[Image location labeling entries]
------
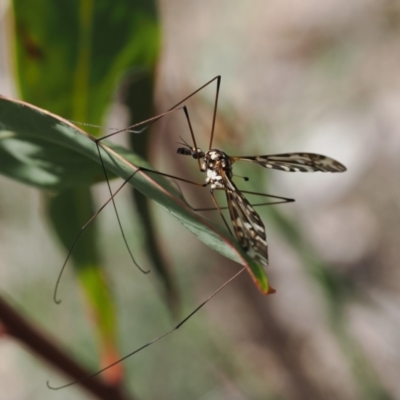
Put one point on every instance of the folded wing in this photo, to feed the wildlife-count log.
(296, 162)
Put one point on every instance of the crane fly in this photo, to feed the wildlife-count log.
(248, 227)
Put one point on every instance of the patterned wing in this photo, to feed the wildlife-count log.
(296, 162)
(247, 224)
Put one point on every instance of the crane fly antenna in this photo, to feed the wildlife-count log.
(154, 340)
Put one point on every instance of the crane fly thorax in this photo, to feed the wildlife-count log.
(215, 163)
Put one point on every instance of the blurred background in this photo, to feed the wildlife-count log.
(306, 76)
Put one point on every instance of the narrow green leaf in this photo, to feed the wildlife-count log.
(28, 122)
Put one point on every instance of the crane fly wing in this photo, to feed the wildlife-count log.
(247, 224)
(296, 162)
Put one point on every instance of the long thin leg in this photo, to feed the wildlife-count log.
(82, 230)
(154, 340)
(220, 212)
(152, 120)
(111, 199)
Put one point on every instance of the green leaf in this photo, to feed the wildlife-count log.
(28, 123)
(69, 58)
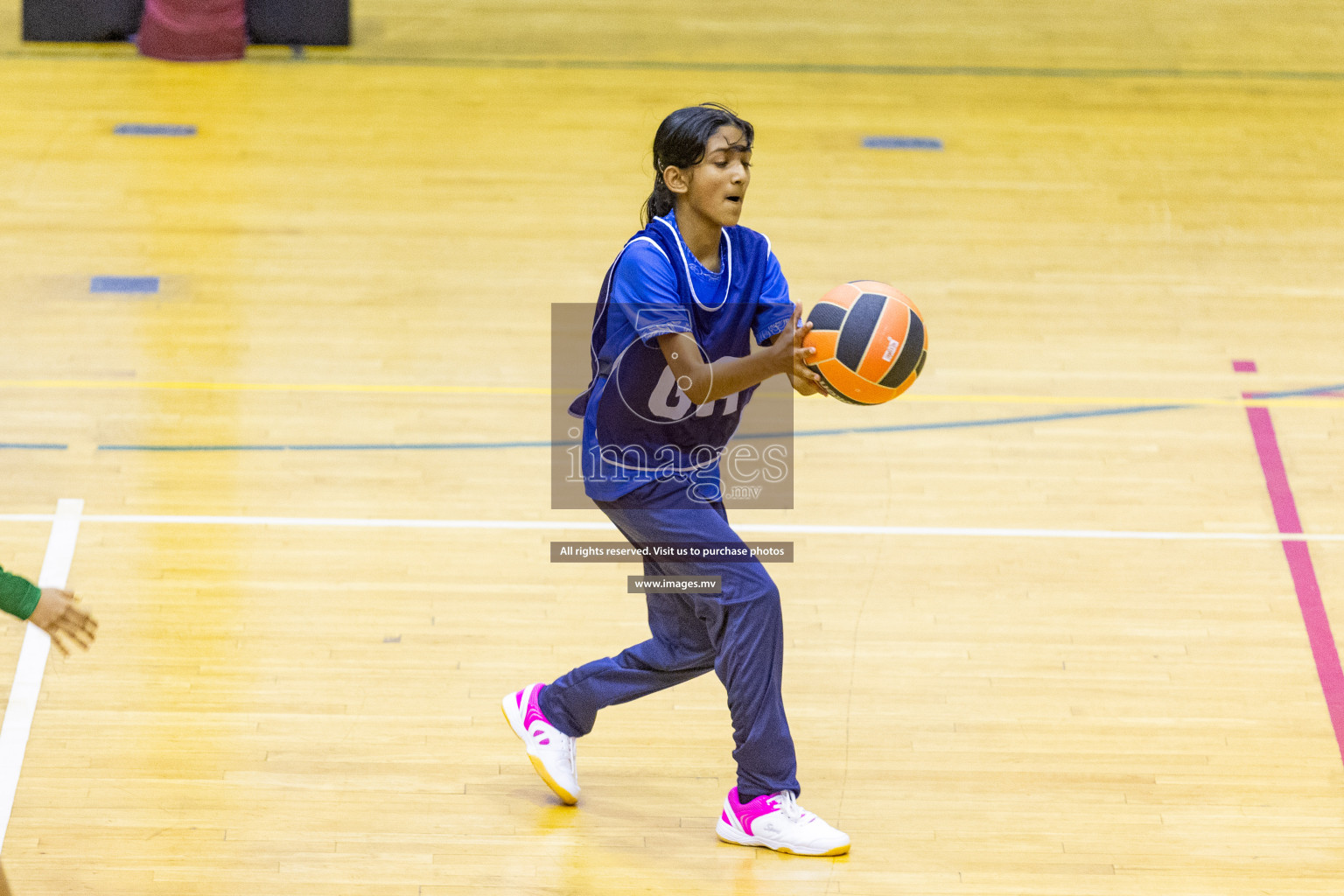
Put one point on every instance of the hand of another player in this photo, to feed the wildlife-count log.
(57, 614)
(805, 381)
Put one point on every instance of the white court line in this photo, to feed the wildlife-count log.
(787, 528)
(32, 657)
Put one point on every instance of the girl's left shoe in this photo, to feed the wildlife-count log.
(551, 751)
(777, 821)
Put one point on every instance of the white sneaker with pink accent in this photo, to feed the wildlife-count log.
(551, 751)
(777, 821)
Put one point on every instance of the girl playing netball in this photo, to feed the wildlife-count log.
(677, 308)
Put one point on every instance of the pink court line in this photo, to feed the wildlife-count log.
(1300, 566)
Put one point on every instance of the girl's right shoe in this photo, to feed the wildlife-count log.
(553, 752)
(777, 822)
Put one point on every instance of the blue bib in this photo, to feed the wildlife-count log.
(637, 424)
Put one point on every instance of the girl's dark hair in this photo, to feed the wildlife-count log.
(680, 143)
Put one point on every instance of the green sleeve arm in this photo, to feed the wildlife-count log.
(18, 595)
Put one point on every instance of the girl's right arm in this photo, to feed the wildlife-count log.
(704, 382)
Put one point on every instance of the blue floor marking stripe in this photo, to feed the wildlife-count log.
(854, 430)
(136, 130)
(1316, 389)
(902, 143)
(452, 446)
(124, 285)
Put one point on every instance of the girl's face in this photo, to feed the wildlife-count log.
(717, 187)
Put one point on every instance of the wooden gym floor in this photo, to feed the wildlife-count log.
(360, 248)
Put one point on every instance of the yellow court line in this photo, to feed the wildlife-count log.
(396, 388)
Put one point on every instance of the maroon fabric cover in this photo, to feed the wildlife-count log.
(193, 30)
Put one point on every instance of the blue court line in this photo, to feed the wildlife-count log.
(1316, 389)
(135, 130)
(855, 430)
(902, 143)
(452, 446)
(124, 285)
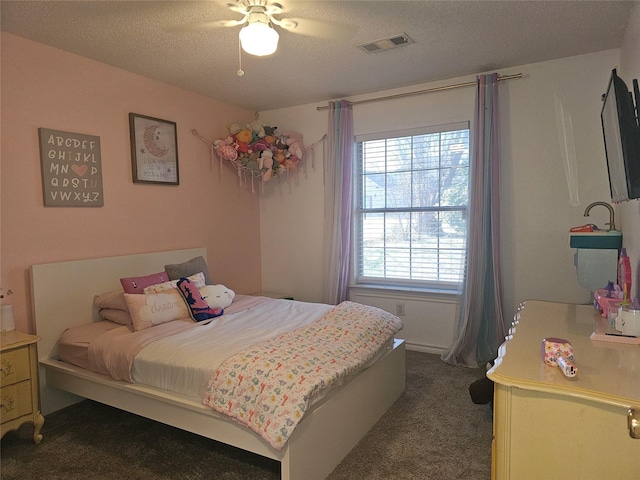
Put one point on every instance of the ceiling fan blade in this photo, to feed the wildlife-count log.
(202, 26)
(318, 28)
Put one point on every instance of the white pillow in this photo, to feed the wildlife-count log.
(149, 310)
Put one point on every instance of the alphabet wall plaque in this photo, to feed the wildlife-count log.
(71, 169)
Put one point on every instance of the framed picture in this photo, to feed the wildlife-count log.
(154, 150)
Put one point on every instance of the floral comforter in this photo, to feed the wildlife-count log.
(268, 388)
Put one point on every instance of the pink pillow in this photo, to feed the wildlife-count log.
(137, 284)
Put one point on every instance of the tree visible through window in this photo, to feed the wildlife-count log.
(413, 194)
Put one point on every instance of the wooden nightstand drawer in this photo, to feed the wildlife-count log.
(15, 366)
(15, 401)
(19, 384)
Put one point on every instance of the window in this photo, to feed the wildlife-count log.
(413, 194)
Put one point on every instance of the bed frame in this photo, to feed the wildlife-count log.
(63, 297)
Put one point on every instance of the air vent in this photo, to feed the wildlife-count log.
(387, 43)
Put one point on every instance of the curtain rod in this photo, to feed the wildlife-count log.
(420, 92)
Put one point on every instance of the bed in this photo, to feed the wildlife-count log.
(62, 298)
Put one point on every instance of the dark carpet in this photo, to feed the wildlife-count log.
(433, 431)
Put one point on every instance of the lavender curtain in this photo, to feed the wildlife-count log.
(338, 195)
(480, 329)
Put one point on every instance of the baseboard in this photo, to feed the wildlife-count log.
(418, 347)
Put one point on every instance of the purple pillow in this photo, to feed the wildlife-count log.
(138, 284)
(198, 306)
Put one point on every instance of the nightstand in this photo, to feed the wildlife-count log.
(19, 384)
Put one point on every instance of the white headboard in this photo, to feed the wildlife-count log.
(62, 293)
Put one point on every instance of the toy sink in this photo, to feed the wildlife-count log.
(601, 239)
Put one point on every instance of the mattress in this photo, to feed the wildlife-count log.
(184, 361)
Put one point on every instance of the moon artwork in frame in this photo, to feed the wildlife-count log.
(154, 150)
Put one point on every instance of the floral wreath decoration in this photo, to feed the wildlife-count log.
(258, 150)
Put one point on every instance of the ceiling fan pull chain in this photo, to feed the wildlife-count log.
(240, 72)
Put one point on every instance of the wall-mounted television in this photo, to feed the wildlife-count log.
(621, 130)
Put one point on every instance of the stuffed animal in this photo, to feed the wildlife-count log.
------
_TASK GOAL_
Write out again, word for word, the lines of the material from the one containing "Put one point on every instance of the wall-mounted" through the last line of the material.

_REPLY TO THE EXERCISE_
Put one point on every instance of the wall-mounted television in this photo, to feed the wildlife-count log.
(621, 130)
Put one point on every instance of the stuffed animal in this photo, to feed the wildlife-count log.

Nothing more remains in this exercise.